「body in the image above.」を含む行から最後の行まですべてを、「Result format」を「Output format」に置き換えて更新すること。それ以外は一切変えない。

[データレコード]
........

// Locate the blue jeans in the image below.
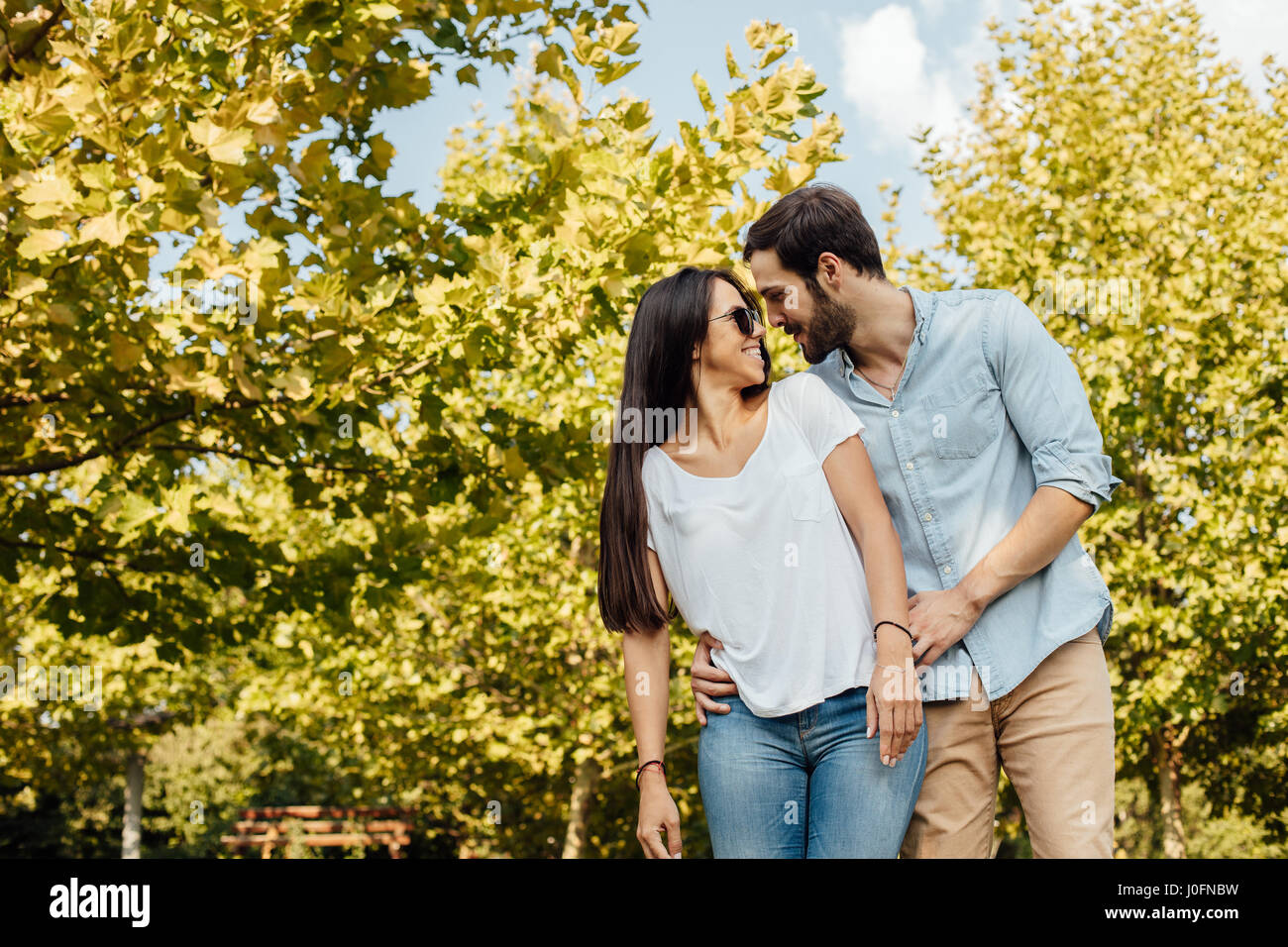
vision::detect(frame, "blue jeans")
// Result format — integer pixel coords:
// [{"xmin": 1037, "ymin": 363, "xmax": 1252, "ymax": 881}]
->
[{"xmin": 698, "ymin": 686, "xmax": 927, "ymax": 858}]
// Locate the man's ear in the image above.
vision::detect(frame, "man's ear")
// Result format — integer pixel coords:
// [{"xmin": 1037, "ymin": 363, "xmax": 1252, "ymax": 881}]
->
[{"xmin": 814, "ymin": 252, "xmax": 844, "ymax": 291}]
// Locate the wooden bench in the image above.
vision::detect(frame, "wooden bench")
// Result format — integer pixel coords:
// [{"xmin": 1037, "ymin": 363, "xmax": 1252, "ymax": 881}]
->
[{"xmin": 219, "ymin": 805, "xmax": 411, "ymax": 858}]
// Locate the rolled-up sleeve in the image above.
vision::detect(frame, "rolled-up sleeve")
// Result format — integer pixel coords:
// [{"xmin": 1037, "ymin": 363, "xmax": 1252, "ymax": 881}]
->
[{"xmin": 983, "ymin": 292, "xmax": 1122, "ymax": 510}]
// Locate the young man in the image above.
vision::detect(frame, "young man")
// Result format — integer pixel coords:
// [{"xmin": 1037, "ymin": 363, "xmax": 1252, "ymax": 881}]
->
[{"xmin": 693, "ymin": 185, "xmax": 1122, "ymax": 858}]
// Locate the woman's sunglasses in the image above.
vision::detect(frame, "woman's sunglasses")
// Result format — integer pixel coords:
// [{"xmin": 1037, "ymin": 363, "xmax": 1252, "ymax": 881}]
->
[{"xmin": 707, "ymin": 305, "xmax": 765, "ymax": 336}]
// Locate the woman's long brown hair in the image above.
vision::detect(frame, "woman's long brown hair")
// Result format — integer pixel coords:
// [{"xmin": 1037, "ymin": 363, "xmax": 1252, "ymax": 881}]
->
[{"xmin": 599, "ymin": 266, "xmax": 769, "ymax": 631}]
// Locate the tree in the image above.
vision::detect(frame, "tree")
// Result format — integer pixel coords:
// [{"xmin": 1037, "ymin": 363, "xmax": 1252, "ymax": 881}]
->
[{"xmin": 921, "ymin": 0, "xmax": 1288, "ymax": 857}]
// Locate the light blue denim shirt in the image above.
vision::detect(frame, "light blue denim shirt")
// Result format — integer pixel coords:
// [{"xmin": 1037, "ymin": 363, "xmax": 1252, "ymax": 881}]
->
[{"xmin": 810, "ymin": 287, "xmax": 1122, "ymax": 701}]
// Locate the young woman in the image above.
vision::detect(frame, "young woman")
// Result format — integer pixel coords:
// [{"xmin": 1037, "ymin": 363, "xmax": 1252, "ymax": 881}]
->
[{"xmin": 599, "ymin": 266, "xmax": 926, "ymax": 858}]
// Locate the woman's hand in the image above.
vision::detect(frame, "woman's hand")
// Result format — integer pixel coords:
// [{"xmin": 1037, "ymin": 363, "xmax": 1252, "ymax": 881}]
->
[
  {"xmin": 635, "ymin": 768, "xmax": 680, "ymax": 858},
  {"xmin": 868, "ymin": 629, "xmax": 922, "ymax": 767}
]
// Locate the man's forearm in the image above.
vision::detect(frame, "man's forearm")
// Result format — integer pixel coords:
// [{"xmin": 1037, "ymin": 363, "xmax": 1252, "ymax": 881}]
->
[{"xmin": 958, "ymin": 487, "xmax": 1094, "ymax": 612}]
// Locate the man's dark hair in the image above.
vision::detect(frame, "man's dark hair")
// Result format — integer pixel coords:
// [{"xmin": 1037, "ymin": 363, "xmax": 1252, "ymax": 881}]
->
[{"xmin": 742, "ymin": 184, "xmax": 886, "ymax": 291}]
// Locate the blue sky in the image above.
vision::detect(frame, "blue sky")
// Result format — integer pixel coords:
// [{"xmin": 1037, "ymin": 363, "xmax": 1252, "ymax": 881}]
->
[{"xmin": 173, "ymin": 0, "xmax": 1288, "ymax": 279}]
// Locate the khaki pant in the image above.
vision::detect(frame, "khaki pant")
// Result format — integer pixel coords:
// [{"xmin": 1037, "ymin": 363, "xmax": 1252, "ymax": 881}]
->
[{"xmin": 901, "ymin": 629, "xmax": 1115, "ymax": 858}]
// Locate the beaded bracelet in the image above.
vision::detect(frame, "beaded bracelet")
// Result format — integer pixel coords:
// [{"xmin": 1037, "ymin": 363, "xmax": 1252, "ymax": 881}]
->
[
  {"xmin": 635, "ymin": 760, "xmax": 666, "ymax": 789},
  {"xmin": 872, "ymin": 621, "xmax": 917, "ymax": 644}
]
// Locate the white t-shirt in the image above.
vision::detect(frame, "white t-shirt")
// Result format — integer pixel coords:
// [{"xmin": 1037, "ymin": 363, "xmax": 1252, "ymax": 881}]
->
[{"xmin": 643, "ymin": 372, "xmax": 876, "ymax": 716}]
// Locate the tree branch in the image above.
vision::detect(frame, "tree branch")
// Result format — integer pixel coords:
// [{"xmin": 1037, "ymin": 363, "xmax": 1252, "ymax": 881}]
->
[{"xmin": 0, "ymin": 0, "xmax": 65, "ymax": 82}]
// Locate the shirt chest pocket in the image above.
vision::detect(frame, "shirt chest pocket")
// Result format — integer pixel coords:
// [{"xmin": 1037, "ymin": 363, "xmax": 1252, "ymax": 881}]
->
[
  {"xmin": 783, "ymin": 463, "xmax": 832, "ymax": 522},
  {"xmin": 921, "ymin": 371, "xmax": 1002, "ymax": 460}
]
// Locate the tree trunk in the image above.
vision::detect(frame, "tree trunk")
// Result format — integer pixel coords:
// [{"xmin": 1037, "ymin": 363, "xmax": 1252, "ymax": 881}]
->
[
  {"xmin": 1154, "ymin": 724, "xmax": 1186, "ymax": 858},
  {"xmin": 563, "ymin": 758, "xmax": 599, "ymax": 858},
  {"xmin": 121, "ymin": 753, "xmax": 145, "ymax": 858}
]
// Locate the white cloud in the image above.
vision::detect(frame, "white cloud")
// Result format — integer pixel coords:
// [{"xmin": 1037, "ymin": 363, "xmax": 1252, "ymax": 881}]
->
[{"xmin": 841, "ymin": 4, "xmax": 965, "ymax": 151}]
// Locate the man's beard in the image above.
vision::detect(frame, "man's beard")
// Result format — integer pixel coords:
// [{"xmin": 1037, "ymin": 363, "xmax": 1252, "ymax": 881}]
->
[{"xmin": 802, "ymin": 286, "xmax": 858, "ymax": 365}]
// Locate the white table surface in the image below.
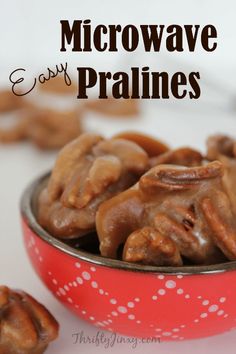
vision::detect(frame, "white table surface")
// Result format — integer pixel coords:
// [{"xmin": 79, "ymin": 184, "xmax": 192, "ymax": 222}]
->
[{"xmin": 0, "ymin": 0, "xmax": 236, "ymax": 354}]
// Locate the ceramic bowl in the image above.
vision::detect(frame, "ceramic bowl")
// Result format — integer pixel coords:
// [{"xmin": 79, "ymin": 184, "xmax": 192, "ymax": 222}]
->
[{"xmin": 21, "ymin": 175, "xmax": 236, "ymax": 341}]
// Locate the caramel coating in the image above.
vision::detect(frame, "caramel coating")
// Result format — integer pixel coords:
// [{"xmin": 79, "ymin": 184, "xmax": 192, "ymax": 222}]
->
[
  {"xmin": 0, "ymin": 286, "xmax": 59, "ymax": 354},
  {"xmin": 85, "ymin": 97, "xmax": 140, "ymax": 118},
  {"xmin": 0, "ymin": 107, "xmax": 81, "ymax": 149},
  {"xmin": 150, "ymin": 147, "xmax": 203, "ymax": 167},
  {"xmin": 96, "ymin": 161, "xmax": 236, "ymax": 265},
  {"xmin": 38, "ymin": 133, "xmax": 149, "ymax": 238},
  {"xmin": 207, "ymin": 135, "xmax": 236, "ymax": 214},
  {"xmin": 114, "ymin": 132, "xmax": 169, "ymax": 157},
  {"xmin": 123, "ymin": 226, "xmax": 182, "ymax": 266}
]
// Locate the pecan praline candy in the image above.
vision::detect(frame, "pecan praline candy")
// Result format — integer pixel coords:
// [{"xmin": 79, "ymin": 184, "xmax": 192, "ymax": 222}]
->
[
  {"xmin": 38, "ymin": 133, "xmax": 149, "ymax": 238},
  {"xmin": 96, "ymin": 161, "xmax": 236, "ymax": 266}
]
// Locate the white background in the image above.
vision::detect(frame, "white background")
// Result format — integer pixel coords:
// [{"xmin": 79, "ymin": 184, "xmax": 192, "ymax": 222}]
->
[{"xmin": 0, "ymin": 0, "xmax": 236, "ymax": 354}]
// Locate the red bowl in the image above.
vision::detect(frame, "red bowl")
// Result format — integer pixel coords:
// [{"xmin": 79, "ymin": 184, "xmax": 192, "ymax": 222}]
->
[{"xmin": 21, "ymin": 176, "xmax": 236, "ymax": 341}]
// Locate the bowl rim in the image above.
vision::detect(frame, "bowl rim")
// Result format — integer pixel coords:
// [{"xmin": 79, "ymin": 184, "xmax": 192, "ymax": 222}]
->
[{"xmin": 20, "ymin": 172, "xmax": 236, "ymax": 275}]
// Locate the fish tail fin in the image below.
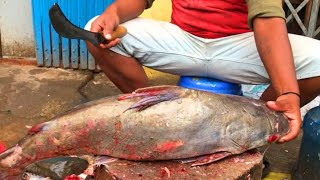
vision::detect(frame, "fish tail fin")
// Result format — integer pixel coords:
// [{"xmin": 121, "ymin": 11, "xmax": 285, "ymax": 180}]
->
[
  {"xmin": 0, "ymin": 145, "xmax": 22, "ymax": 170},
  {"xmin": 0, "ymin": 145, "xmax": 23, "ymax": 180}
]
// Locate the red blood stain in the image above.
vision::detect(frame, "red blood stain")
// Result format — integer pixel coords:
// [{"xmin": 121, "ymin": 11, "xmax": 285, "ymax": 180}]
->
[
  {"xmin": 0, "ymin": 142, "xmax": 6, "ymax": 153},
  {"xmin": 28, "ymin": 123, "xmax": 45, "ymax": 135},
  {"xmin": 268, "ymin": 134, "xmax": 279, "ymax": 143},
  {"xmin": 86, "ymin": 120, "xmax": 97, "ymax": 130},
  {"xmin": 156, "ymin": 140, "xmax": 183, "ymax": 153},
  {"xmin": 114, "ymin": 121, "xmax": 122, "ymax": 131},
  {"xmin": 64, "ymin": 174, "xmax": 80, "ymax": 180},
  {"xmin": 113, "ymin": 121, "xmax": 122, "ymax": 145}
]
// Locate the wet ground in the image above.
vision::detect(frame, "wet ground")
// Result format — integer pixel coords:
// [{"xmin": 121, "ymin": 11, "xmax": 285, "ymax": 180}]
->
[{"xmin": 0, "ymin": 60, "xmax": 318, "ymax": 179}]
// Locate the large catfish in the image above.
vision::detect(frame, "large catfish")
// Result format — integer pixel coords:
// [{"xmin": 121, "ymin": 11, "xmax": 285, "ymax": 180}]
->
[{"xmin": 0, "ymin": 86, "xmax": 289, "ymax": 179}]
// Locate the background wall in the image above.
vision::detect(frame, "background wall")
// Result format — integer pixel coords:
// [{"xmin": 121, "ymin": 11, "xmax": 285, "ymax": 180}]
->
[
  {"xmin": 0, "ymin": 0, "xmax": 35, "ymax": 57},
  {"xmin": 0, "ymin": 0, "xmax": 171, "ymax": 58}
]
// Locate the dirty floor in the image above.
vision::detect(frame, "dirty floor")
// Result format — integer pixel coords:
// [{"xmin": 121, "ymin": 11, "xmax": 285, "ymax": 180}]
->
[{"xmin": 0, "ymin": 60, "xmax": 316, "ymax": 179}]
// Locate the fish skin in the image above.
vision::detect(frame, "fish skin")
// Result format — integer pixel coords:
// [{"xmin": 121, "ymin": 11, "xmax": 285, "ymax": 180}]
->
[{"xmin": 0, "ymin": 86, "xmax": 289, "ymax": 179}]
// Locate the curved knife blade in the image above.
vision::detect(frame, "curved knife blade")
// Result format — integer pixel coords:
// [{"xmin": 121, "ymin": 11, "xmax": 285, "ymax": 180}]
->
[{"xmin": 49, "ymin": 3, "xmax": 127, "ymax": 47}]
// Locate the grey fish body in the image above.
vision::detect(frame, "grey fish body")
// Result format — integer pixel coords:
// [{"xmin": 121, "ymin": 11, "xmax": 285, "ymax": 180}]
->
[{"xmin": 0, "ymin": 86, "xmax": 289, "ymax": 177}]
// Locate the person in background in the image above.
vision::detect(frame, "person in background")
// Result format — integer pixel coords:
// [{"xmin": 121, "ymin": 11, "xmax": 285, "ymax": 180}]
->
[{"xmin": 85, "ymin": 0, "xmax": 320, "ymax": 143}]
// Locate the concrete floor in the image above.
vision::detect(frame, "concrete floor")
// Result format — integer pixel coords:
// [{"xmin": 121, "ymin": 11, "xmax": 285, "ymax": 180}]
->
[{"xmin": 0, "ymin": 60, "xmax": 312, "ymax": 179}]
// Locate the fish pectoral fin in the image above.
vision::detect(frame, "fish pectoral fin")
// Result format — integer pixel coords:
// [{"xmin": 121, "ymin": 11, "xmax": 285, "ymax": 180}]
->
[
  {"xmin": 127, "ymin": 93, "xmax": 179, "ymax": 111},
  {"xmin": 191, "ymin": 151, "xmax": 232, "ymax": 166},
  {"xmin": 118, "ymin": 86, "xmax": 181, "ymax": 101},
  {"xmin": 118, "ymin": 86, "xmax": 183, "ymax": 111}
]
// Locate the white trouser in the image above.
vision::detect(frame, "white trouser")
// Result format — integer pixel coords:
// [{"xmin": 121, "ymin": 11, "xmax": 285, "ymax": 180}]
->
[{"xmin": 85, "ymin": 18, "xmax": 320, "ymax": 84}]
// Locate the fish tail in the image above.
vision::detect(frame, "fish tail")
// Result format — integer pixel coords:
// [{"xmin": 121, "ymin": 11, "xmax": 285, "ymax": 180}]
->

........

正解:
// Locate the grey fish body in the image above.
vision::detect(frame, "grey fish body")
// Output format — integer pixel coords:
// [{"xmin": 121, "ymin": 11, "xmax": 285, "ymax": 180}]
->
[{"xmin": 0, "ymin": 86, "xmax": 289, "ymax": 177}]
// Locate the person in background in the image above.
vision::detect(frame, "person in background")
// Output format — integer pixel coords:
// [{"xmin": 121, "ymin": 11, "xmax": 285, "ymax": 180}]
->
[{"xmin": 85, "ymin": 0, "xmax": 320, "ymax": 143}]
// Locate the concrete floor in the image above.
vision::detect(frame, "concrete floor")
// Output format — integer pixel coords:
// [{"xmin": 121, "ymin": 11, "xmax": 285, "ymax": 180}]
->
[{"xmin": 0, "ymin": 60, "xmax": 312, "ymax": 179}]
// Locate the fish pectoral fin in the image above.
vision::detect(frame, "fish pectoral fin")
// Output format — integer pixel coords:
// [{"xmin": 121, "ymin": 11, "xmax": 285, "ymax": 180}]
->
[
  {"xmin": 127, "ymin": 93, "xmax": 179, "ymax": 111},
  {"xmin": 191, "ymin": 151, "xmax": 232, "ymax": 166},
  {"xmin": 118, "ymin": 86, "xmax": 181, "ymax": 101},
  {"xmin": 118, "ymin": 86, "xmax": 183, "ymax": 111}
]
// Locate the white trouser in the image above.
vision::detect(frame, "white trouser")
// Output format — integer pixel coords:
// [{"xmin": 121, "ymin": 11, "xmax": 285, "ymax": 180}]
->
[{"xmin": 85, "ymin": 18, "xmax": 320, "ymax": 84}]
// Locate the fish tail in the image above.
vision::detect(frame, "fish tail")
// Output format — integer pixel coords:
// [{"xmin": 121, "ymin": 11, "xmax": 285, "ymax": 180}]
->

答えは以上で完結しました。